Einträge des Datensatzes:

□ □ □

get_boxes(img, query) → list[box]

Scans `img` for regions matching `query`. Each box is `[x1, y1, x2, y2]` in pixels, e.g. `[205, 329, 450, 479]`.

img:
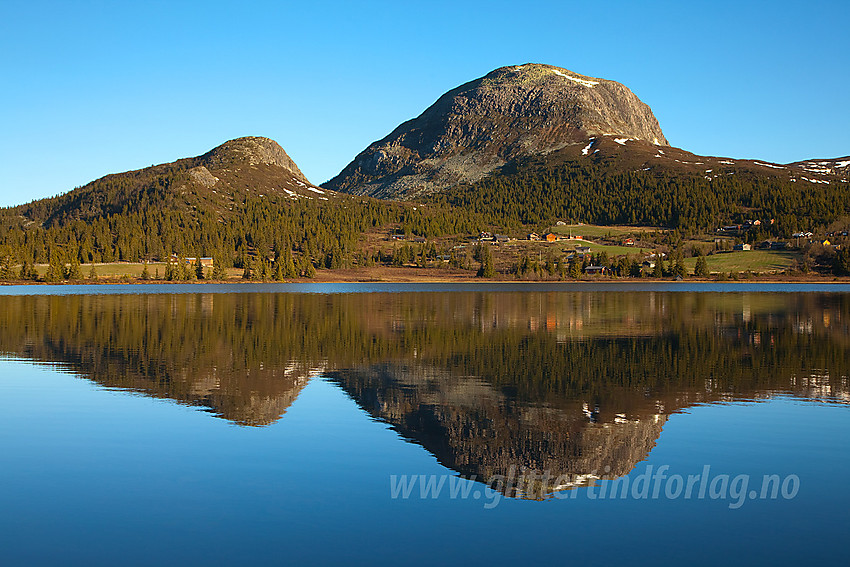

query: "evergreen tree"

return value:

□ □ □

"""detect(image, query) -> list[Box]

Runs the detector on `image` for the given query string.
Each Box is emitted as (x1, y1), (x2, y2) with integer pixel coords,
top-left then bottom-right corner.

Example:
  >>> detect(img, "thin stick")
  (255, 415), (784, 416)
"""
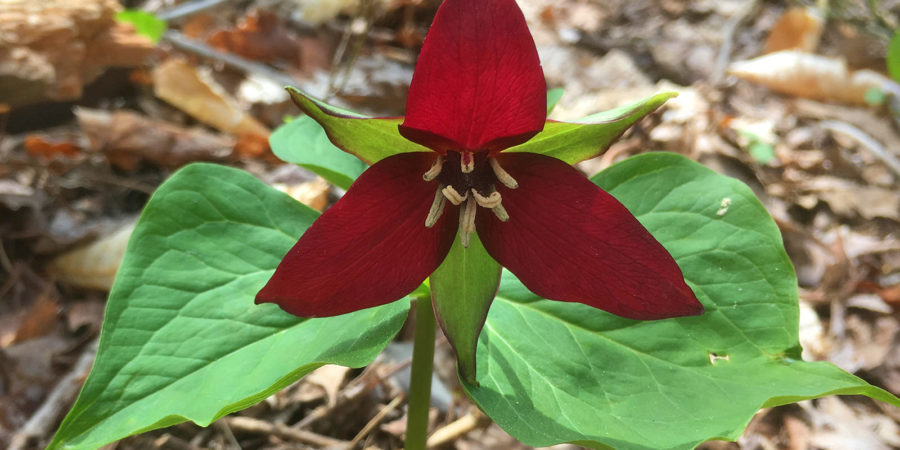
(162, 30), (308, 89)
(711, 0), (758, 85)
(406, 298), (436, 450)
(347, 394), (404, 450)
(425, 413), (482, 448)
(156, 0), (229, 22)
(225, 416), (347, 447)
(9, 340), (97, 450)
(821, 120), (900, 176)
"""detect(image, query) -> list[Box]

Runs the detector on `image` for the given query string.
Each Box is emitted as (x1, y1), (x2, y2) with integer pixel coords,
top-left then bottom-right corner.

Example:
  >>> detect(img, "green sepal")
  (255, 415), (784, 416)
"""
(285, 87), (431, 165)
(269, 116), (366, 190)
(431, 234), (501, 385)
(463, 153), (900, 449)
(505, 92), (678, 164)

□ □ □

(Hinweise zur Aufgabe):
Sammle aus den Einträgen jede Zeile, in der die Zeichenfolge „query“ vorkommt, und gib sie unverändert wieder. Achte dabei auf Groß- und Kleinschreibung.

(Lösung zur Aufgabe):
get_boxes(img, query) → list[box]
Scans `img` for regions matching `query`. Each box is `[x1, y1, x2, y2]` in pixels, e.g. `[205, 329, 450, 479]`.
query: "evergreen tree"
"""detect(image, query) -> list[Box]
Runs the detector on `image` for the given query string.
"""detect(image, query) -> list[Box]
Runs the detector on `image` for the given query string.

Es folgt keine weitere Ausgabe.